◆ The task ◆
Pick up the guide to recovering a lost NATS JetStream meta quorum where it stops, continuing past its final sentence.

◆ Supplied passage ◆
Confirm meta quorum is lost

Terminal window
nats server report jetstream

The Raft Meta Group table shows each peer’s state. Count the servers showing Offline: true. If offline peers >= ⌈(cluster_size)/2⌉, quorum is lost. For a three-node cluster, two offline peers mean no quorum. For five nodes, three offline means no quorum.

If the nats CLI can’t connect to any server, or JetStream requests time out, that itself is strong evidence of quorum loss.

Check the health endpoint

Terminal window
curl -s http://localhost:8222/healthz

When meta quorum is lost, the health endpoint returns an error indicating JetStream is unavailable. The response includes specific details about the failure.

For a targeted JetStream health check:

Terminal window
nats server check jetstream

This will report the meta group state and whether quorum is maintained.

Identify which servers are down

Terminal window
nats server list

Compare the listed servers against your expected cluster membership. Missing servers are the ones that need to be restored.

If you can’t reach the cluster via the nats CLI, check each server’s monitoring endpoint directly:

Terminal window
# Check each server individually
curl -s http://<server-1>:8222/healthz
curl -s http://<server-2>:8222/healthz
curl -s http://<server-3>:8222/healthz

Check why servers are down

For each offline server:

Terminal window
# Is the process running?
systemctl status nats-server
# Check for OOM kills
dmesg | grep -i "out of memory"
# Check disk space
df -h /path/to/jetstream/store
# Check server logs for the shutdown reason
journalctl -u nats-server --since "1 hour ago" | tail -50

How to fix it

Immediate: restore quorum

Priority one: bring servers back online. This is the only way to restore meta quorum. Every second without quorum is a second where the JetStream control plane is frozen:

Terminal window
# Start the NATS server
systemctl start nats-server
# Verify it's running
systemctl status nats-server
# Check if it rejoined the meta group
curl -s http://localhost:8222/jsz | jq '.meta_cluster'

You need to restore enough servers to reach quorum. For a three-node cluster, bring at least one of the two offline servers back. For five nodes, restore at least one of the three offline servers (to get back to three of five).

◆ Data ◆

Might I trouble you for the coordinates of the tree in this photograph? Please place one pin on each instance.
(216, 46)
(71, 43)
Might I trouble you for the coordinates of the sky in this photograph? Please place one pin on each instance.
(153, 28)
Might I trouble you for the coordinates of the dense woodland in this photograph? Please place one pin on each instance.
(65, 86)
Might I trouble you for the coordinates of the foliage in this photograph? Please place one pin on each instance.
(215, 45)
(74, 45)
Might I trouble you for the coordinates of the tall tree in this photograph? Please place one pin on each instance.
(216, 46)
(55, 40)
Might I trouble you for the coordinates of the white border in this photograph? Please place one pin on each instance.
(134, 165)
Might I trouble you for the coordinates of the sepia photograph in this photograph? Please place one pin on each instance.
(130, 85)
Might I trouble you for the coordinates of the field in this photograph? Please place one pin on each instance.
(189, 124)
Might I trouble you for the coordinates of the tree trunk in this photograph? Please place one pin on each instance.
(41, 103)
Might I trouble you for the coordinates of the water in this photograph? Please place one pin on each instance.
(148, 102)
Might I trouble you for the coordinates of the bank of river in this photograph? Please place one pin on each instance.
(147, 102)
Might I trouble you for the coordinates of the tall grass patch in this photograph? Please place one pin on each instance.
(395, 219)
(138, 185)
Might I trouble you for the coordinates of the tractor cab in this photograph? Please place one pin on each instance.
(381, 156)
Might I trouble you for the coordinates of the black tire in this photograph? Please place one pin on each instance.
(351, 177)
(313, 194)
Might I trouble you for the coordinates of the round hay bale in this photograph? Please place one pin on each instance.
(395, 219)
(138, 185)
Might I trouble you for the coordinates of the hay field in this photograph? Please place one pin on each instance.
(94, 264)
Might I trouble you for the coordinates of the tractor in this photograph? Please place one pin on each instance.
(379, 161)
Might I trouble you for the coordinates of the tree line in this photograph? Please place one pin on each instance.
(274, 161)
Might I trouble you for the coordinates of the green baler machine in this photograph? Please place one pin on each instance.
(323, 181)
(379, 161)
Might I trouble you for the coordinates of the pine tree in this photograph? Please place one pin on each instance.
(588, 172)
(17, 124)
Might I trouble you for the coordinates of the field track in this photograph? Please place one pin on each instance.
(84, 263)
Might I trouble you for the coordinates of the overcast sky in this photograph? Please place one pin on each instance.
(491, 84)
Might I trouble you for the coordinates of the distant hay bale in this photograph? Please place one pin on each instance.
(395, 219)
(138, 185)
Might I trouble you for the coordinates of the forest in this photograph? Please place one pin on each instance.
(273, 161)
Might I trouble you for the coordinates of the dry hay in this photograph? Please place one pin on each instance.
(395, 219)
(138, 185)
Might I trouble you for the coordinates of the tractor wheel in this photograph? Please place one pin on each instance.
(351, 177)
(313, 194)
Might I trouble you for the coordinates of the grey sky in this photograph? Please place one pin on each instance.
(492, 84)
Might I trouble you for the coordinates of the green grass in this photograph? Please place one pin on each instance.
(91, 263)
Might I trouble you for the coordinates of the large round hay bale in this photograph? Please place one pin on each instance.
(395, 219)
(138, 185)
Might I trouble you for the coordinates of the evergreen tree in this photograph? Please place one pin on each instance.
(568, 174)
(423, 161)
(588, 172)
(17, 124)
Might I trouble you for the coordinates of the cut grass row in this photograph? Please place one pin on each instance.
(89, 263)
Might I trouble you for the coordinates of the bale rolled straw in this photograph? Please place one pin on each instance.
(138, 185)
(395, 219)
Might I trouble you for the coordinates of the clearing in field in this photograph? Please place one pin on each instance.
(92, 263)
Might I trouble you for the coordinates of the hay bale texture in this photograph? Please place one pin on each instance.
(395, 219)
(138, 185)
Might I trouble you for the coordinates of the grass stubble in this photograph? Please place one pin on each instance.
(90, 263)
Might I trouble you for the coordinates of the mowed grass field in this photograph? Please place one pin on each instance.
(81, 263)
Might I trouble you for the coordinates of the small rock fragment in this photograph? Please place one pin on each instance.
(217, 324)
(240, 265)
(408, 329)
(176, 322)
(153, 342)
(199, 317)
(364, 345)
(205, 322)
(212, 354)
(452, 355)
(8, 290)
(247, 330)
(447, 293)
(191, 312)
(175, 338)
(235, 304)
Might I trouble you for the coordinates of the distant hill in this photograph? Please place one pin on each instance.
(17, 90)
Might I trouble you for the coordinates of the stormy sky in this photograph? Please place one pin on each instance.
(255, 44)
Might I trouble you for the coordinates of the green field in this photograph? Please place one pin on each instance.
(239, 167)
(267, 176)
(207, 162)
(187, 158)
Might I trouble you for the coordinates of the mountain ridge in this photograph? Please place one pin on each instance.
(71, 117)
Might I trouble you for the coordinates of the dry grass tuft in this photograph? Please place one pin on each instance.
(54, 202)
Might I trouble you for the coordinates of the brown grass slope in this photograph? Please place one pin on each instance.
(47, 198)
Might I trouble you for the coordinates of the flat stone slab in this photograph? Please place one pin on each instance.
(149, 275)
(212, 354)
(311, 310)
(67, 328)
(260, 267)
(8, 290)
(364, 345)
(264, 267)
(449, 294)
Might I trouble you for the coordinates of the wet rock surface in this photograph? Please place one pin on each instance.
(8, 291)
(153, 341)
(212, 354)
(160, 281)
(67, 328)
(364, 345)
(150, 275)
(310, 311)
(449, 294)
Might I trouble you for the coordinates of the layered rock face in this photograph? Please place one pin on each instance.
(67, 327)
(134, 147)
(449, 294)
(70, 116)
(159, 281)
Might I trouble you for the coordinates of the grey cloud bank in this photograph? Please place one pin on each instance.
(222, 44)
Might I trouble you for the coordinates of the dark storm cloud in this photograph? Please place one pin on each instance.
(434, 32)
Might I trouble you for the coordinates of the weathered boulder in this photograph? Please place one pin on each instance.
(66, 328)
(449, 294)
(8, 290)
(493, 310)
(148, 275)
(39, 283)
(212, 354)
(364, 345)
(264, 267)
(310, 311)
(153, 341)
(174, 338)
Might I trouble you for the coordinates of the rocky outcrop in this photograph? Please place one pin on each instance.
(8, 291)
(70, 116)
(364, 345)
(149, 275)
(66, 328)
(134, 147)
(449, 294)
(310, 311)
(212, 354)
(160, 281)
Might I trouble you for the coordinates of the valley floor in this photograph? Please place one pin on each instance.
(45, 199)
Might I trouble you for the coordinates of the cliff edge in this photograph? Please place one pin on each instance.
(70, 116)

◆ Solved exercise ◆
If a server can’t start due to disk full:

Terminal window
# Free space — remove old logs, temp files, etc.
# DO NOT delete JetStream store data unless you understand the consequences
journalctl --vacuum-time=1h
find /tmp -type f -mtime +1 -delete
# Then start the server
systemctl start nats-server

If a server is permanently lost, add a replacement. Deploy a new NATS server with the same cluster configuration and JetStream enabled. It will join the meta group as a new peer. The existing meta leader will send it a snapshot, and it will catch up on Raft state:

1
jetstream {
2
store_dir: /data/jetstream
3
max_file_store: 100G
4
}
5
6
cluster {
7
name: "production"
8
routes: [
9
"nats://server-1:6222"
10
"nats://server-2:6222"
11
"nats://server-3:6222"
12
]
13
}

If servers are permanently lost and quorum cannot be restored normally, you must manually recover the meta group. Stop all remaining meta servers, remove the failed peer’s Raft WAL state from the surviving servers’ JetStream store directories, and restart to re-bootstrap the meta group:

Terminal window
# On each surviving server, remove the failed peer's WAL state
# The exact path depends on your store_dir configuration
ls /data/jetstream/meta/ # Identify the peer directories
# Then restart all surviving servers
systemctl restart nats-server

Alternatively, if quorum can still be formed (e.g., you lost one of five servers), remove the peer entry:

Terminal window
nats server cluster peer-remove <lost-server-name>

This adjusts the meta group size downward, reducing the quorum requirement. In a three-node cluster where one server is permanently lost, removing the peer makes it a two-node group (quorum = 2) — which means the remaining two servers can form quorum. But a two-node meta group has zero fault tolerance, so add a replacement server promptly.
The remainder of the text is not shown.